Required action -
How many lines in the records below contain the string "exact"? Give only the number.

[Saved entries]
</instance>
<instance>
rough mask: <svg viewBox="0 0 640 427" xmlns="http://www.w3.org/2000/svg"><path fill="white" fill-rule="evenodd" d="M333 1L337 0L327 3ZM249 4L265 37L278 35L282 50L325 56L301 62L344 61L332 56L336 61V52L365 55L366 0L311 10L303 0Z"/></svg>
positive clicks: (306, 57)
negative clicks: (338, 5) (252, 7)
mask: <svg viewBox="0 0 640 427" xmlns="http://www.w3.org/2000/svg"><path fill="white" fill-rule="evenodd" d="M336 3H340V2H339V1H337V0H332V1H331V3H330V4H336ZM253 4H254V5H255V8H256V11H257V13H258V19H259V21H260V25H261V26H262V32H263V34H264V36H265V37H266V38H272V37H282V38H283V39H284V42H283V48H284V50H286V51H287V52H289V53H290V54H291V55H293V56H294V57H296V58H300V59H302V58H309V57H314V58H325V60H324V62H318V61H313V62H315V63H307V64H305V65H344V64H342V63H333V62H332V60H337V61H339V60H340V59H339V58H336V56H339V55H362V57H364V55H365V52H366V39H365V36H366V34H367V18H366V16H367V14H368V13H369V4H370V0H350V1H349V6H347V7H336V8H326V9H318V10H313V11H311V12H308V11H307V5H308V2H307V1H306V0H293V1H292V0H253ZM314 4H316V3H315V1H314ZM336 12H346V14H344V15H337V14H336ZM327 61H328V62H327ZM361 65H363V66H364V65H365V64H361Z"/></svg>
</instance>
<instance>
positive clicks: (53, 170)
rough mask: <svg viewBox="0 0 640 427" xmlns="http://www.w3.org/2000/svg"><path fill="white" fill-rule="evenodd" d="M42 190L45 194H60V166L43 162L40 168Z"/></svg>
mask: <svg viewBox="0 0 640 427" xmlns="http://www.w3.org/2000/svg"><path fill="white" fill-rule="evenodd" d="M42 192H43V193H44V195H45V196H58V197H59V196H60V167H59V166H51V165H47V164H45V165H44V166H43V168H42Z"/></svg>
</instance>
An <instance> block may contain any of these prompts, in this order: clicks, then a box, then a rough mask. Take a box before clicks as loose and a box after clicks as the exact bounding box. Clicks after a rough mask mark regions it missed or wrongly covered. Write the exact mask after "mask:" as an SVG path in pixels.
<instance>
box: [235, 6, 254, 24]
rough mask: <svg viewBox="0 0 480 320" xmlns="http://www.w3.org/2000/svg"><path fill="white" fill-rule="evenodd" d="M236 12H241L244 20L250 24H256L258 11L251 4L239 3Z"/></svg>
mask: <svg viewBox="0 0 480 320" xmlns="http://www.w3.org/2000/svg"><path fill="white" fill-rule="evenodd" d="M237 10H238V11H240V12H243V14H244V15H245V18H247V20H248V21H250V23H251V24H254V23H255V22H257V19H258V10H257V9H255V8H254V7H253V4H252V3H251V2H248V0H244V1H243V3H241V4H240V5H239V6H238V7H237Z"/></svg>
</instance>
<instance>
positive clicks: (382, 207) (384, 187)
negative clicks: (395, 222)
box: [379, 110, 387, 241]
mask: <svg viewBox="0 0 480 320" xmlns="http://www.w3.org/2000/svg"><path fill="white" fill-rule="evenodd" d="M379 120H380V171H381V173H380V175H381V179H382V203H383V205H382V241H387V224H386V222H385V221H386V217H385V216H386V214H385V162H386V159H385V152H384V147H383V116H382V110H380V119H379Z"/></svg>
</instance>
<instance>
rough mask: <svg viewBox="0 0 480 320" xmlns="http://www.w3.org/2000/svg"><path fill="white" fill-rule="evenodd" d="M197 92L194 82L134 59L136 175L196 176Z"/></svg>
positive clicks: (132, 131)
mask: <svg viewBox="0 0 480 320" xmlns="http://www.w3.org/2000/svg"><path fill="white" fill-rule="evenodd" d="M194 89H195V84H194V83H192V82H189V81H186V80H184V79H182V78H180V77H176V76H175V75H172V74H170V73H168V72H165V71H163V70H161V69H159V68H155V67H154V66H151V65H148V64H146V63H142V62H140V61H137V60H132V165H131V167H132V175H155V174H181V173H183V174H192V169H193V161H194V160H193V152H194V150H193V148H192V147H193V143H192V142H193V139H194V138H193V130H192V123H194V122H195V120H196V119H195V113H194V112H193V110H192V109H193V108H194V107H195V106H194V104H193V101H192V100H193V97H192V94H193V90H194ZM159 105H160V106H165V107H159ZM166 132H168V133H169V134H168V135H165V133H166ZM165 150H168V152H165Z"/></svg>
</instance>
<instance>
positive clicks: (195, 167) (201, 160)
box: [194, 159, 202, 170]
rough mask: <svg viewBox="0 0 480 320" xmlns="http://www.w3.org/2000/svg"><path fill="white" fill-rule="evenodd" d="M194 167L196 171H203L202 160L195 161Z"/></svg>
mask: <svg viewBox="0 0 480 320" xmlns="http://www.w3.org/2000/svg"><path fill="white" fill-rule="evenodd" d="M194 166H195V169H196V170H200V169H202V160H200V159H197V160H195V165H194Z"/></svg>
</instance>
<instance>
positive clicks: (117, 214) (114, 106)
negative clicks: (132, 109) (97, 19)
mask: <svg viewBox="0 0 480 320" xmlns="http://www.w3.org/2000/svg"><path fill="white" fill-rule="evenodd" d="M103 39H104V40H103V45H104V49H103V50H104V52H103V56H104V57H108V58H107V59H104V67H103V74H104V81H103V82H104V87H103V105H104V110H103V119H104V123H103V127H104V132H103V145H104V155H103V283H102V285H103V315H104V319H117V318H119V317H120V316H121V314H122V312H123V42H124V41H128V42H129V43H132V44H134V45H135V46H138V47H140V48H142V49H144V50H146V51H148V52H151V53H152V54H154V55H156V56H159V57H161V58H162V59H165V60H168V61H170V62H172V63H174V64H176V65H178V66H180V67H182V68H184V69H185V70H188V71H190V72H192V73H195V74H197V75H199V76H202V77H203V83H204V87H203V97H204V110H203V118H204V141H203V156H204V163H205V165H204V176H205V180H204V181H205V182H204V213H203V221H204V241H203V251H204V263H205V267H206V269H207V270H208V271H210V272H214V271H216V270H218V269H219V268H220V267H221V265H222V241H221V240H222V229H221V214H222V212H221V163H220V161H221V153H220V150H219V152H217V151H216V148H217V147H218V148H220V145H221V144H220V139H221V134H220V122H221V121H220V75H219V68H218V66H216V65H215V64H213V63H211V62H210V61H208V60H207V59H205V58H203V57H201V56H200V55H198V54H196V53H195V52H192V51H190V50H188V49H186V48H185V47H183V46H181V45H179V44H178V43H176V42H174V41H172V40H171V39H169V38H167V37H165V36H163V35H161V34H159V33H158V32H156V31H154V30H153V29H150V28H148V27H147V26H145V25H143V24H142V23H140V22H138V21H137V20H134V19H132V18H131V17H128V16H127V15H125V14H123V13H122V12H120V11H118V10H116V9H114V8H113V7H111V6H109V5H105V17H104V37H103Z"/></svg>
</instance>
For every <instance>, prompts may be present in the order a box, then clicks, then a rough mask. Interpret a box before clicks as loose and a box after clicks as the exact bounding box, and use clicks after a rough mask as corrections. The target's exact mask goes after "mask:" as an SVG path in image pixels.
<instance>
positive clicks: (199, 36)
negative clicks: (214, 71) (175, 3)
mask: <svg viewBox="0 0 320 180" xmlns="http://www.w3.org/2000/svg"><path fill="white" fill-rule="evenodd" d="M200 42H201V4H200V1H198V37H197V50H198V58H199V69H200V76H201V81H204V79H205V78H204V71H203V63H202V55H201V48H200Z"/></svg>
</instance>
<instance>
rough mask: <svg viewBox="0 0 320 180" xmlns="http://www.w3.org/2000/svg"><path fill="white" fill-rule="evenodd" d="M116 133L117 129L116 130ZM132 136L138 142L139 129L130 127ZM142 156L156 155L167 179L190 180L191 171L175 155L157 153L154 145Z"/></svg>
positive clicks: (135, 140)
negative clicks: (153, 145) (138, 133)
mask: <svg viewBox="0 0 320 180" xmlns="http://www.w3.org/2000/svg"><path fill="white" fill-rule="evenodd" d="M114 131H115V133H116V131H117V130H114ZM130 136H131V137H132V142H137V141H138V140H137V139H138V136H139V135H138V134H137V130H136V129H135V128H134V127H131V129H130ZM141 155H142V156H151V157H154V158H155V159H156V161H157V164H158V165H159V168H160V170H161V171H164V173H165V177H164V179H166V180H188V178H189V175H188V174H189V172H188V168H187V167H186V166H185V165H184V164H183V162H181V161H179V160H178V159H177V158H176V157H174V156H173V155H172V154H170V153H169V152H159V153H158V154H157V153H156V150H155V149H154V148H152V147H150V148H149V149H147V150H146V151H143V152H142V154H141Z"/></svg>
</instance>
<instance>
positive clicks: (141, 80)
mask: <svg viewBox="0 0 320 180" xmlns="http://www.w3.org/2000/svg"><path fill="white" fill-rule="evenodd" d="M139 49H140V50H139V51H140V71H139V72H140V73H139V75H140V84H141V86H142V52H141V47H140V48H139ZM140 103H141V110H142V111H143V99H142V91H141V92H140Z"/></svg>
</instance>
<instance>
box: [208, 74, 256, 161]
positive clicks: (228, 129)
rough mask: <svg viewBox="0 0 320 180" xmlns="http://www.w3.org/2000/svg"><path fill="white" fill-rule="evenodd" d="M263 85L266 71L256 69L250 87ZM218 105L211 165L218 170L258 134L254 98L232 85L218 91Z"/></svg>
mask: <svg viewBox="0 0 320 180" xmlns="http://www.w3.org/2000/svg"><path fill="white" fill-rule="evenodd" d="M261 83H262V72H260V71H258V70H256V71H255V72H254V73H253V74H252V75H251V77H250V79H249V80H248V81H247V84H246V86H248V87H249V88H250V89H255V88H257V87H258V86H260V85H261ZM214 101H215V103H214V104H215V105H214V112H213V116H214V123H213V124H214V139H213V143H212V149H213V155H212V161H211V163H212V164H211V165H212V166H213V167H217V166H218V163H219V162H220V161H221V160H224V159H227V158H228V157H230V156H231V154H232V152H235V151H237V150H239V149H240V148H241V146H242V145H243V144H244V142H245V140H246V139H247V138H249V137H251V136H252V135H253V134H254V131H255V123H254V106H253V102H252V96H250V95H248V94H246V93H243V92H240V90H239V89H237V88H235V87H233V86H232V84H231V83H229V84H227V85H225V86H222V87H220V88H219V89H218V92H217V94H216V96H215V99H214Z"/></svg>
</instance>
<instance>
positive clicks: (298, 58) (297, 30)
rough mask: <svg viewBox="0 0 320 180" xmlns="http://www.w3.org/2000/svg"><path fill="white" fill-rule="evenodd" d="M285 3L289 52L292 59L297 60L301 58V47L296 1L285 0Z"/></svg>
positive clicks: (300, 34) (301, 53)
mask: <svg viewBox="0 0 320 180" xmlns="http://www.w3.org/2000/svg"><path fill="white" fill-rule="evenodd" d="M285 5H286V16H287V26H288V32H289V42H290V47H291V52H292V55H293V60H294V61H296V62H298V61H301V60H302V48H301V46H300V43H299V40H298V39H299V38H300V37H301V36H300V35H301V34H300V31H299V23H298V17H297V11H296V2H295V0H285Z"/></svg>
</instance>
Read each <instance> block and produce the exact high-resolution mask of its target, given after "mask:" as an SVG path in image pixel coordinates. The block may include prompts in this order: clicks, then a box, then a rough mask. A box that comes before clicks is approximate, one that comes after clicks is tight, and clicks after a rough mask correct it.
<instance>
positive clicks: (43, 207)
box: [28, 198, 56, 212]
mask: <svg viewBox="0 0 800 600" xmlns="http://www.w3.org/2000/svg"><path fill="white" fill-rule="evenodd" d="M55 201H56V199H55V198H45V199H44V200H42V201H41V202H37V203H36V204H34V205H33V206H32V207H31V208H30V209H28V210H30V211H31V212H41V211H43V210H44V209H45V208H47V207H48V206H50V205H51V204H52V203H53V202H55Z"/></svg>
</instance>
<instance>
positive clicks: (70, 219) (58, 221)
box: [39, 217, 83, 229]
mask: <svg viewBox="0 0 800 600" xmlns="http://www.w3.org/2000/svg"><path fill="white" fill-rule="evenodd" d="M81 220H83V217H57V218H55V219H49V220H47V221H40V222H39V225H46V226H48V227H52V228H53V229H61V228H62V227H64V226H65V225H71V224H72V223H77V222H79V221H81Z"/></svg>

The completed task -
3